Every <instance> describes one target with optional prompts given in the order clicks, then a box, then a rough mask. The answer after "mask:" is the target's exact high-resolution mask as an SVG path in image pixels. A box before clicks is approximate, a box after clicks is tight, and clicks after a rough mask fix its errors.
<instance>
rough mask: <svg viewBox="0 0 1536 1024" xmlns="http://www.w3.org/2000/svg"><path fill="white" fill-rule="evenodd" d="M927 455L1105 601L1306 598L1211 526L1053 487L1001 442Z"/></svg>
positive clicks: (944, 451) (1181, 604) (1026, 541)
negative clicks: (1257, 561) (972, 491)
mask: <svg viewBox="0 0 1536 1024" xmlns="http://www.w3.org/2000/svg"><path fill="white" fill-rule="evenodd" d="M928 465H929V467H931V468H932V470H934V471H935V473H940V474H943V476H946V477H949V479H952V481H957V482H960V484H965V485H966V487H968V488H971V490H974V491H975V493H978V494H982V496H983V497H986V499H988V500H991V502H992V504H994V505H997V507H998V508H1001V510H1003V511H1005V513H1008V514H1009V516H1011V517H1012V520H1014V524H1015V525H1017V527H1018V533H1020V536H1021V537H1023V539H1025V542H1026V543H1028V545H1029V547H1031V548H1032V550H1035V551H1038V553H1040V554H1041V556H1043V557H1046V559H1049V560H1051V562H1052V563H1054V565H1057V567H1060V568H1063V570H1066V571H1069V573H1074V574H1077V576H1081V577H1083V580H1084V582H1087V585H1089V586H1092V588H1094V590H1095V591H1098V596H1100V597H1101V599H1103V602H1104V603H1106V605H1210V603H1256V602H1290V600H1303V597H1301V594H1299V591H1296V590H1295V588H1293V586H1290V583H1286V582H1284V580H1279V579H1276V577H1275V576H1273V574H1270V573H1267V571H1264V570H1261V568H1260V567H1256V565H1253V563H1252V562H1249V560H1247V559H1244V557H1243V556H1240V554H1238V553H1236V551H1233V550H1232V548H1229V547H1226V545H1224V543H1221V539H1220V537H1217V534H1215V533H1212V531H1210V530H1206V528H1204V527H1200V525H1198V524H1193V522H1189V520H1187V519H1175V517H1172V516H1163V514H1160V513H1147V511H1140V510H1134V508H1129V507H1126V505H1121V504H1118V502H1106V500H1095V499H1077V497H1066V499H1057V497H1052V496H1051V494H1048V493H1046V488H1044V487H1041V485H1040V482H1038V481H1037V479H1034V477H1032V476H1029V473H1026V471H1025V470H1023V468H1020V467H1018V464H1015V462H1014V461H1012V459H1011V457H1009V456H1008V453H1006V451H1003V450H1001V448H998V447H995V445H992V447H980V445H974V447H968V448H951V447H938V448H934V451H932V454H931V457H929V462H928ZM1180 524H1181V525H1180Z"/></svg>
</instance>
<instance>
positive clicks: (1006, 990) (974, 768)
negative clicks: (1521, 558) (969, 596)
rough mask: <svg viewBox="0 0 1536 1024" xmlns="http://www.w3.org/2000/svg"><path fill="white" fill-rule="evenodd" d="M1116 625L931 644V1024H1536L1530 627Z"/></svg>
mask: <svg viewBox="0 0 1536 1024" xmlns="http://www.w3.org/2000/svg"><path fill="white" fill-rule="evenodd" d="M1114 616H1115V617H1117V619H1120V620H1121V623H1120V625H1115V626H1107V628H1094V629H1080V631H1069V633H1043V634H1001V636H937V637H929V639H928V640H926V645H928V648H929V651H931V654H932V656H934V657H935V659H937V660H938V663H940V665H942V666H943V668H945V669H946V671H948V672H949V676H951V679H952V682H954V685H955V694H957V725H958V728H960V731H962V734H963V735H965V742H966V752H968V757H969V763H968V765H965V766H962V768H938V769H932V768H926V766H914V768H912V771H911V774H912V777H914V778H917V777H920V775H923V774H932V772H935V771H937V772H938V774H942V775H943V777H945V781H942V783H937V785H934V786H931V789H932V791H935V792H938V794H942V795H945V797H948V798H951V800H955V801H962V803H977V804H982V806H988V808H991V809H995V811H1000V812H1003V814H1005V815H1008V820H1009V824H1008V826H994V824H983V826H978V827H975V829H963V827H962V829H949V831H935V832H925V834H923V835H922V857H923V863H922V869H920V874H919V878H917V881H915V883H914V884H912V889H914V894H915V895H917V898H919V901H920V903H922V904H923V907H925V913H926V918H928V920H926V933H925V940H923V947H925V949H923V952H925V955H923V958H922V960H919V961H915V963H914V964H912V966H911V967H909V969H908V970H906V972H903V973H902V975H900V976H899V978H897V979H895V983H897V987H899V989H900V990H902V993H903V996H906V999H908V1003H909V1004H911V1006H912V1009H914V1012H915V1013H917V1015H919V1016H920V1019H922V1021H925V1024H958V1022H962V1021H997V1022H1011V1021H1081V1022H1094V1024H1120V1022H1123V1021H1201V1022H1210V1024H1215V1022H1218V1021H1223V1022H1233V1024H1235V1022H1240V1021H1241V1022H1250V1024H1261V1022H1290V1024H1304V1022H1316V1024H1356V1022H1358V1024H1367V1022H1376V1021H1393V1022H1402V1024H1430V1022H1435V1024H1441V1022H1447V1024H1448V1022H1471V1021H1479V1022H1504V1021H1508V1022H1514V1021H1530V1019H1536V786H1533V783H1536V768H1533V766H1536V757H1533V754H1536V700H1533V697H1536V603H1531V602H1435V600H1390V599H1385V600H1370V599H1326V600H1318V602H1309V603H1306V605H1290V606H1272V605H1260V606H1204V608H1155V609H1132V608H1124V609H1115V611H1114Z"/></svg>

=== Work task ===
Repeat all the entries word for word.

=== Response to the exercise ===
Every <instance> describes one target with optional prompts given in the order clicks, then a box, then a rough mask. The answer after "mask:" is the target's exact high-resolution mask as an SVG path in image pixels. A box before clicks is approximate, a box after clicks is tight, and clicks after a rough mask fix its errors.
<instance>
rough mask: <svg viewBox="0 0 1536 1024" xmlns="http://www.w3.org/2000/svg"><path fill="white" fill-rule="evenodd" d="M927 455L1105 601L1306 598L1211 526L1053 487L1001 442Z"/></svg>
positive clicks: (944, 451) (1181, 604) (1026, 541)
negative clicks: (1257, 561) (972, 491)
mask: <svg viewBox="0 0 1536 1024" xmlns="http://www.w3.org/2000/svg"><path fill="white" fill-rule="evenodd" d="M928 465H929V467H931V468H932V470H934V471H935V473H940V474H943V476H946V477H949V479H952V481H957V482H960V484H965V485H966V487H968V488H971V490H974V491H975V493H978V494H982V496H983V497H986V499H988V500H991V502H992V504H994V505H997V507H998V508H1001V510H1003V511H1005V513H1008V514H1009V516H1011V517H1012V520H1014V524H1015V525H1017V527H1018V533H1020V536H1021V537H1023V539H1025V542H1026V543H1028V545H1029V547H1031V548H1032V550H1035V551H1038V553H1040V554H1041V556H1043V557H1046V559H1049V560H1051V562H1052V563H1054V565H1057V567H1060V568H1063V570H1066V571H1069V573H1074V574H1077V576H1081V577H1083V580H1084V582H1087V585H1089V586H1092V588H1094V590H1095V591H1098V596H1100V597H1101V599H1103V602H1104V603H1106V605H1210V603H1256V602H1290V600H1303V597H1301V594H1299V591H1296V590H1295V588H1293V586H1290V583H1286V582H1284V580H1279V579H1276V577H1275V576H1273V574H1270V573H1267V571H1264V570H1261V568H1260V567H1256V565H1253V563H1252V562H1249V560H1247V559H1244V557H1243V556H1240V554H1238V553H1236V551H1233V550H1232V548H1229V547H1226V545H1224V543H1221V539H1220V537H1217V534H1215V533H1212V531H1210V530H1206V528H1204V527H1200V525H1198V524H1193V522H1189V520H1187V519H1175V517H1172V516H1163V514H1160V513H1147V511H1140V510H1134V508H1129V507H1126V505H1121V504H1118V502H1106V500H1095V499H1077V497H1066V499H1057V497H1052V496H1051V494H1048V493H1046V488H1044V487H1041V485H1040V482H1038V481H1037V479H1034V477H1032V476H1029V473H1026V471H1025V470H1023V468H1020V467H1018V464H1015V462H1014V461H1012V459H1011V457H1009V456H1008V453H1006V451H1003V450H1001V448H998V447H995V445H992V447H980V445H974V447H968V448H951V447H938V448H934V451H932V454H931V457H929V462H928ZM1180 524H1181V525H1180Z"/></svg>
</instance>
<instance>
positive clicks: (1006, 990) (974, 768)
negative clicks: (1521, 558) (969, 596)
rough mask: <svg viewBox="0 0 1536 1024" xmlns="http://www.w3.org/2000/svg"><path fill="white" fill-rule="evenodd" d="M1116 625L931 644V1024H1536L1530 627Z"/></svg>
mask: <svg viewBox="0 0 1536 1024" xmlns="http://www.w3.org/2000/svg"><path fill="white" fill-rule="evenodd" d="M1114 616H1115V617H1117V619H1120V620H1121V623H1120V625H1115V626H1107V628H1094V629H1080V631H1069V633H1043V634H1001V636H937V637H929V639H928V640H926V645H928V648H929V651H931V654H932V656H934V657H935V659H937V660H938V663H940V665H942V666H943V668H945V669H946V671H948V672H949V676H951V679H952V682H954V685H955V694H957V725H958V728H960V731H962V734H963V735H965V742H966V752H968V757H969V763H968V765H965V766H962V768H938V769H932V768H926V766H914V768H912V771H911V774H912V777H914V778H917V777H920V775H923V774H932V772H935V771H937V772H938V774H942V775H943V777H945V781H942V783H937V785H934V786H931V789H932V791H935V792H938V794H942V795H945V797H948V798H951V800H955V801H962V803H977V804H982V806H988V808H991V809H995V811H1000V812H1003V814H1005V815H1008V820H1009V824H1008V826H994V824H983V826H978V827H975V829H963V827H962V829H949V831H935V832H925V834H923V835H922V857H923V863H922V869H920V874H919V878H917V881H915V883H914V884H912V889H914V894H915V895H917V898H919V901H920V903H922V904H923V907H925V913H926V918H928V920H926V933H925V940H923V947H925V949H923V952H925V955H923V958H922V960H919V961H915V963H914V964H912V966H911V967H909V969H908V970H906V972H903V973H902V975H900V976H899V978H897V979H895V983H897V987H899V989H900V990H902V993H903V996H906V999H908V1003H909V1004H911V1006H912V1009H914V1012H915V1013H917V1015H919V1016H920V1019H922V1021H925V1024H958V1022H962V1021H997V1022H1011V1021H1081V1022H1094V1024H1120V1022H1123V1021H1201V1022H1210V1024H1215V1022H1218V1021H1223V1022H1233V1024H1235V1022H1240V1021H1241V1022H1250V1024H1261V1022H1290V1024H1304V1022H1316V1024H1356V1022H1358V1024H1367V1022H1376V1021H1393V1022H1402V1024H1430V1022H1435V1024H1441V1022H1447V1024H1448V1022H1471V1021H1479V1022H1504V1021H1508V1022H1514V1021H1530V1019H1536V786H1533V783H1536V768H1533V766H1536V757H1533V754H1536V700H1533V697H1536V603H1531V602H1435V600H1390V599H1385V600H1370V599H1326V600H1318V602H1309V603H1306V605H1290V606H1272V605H1260V606H1204V608H1155V609H1132V608H1124V609H1115V611H1114Z"/></svg>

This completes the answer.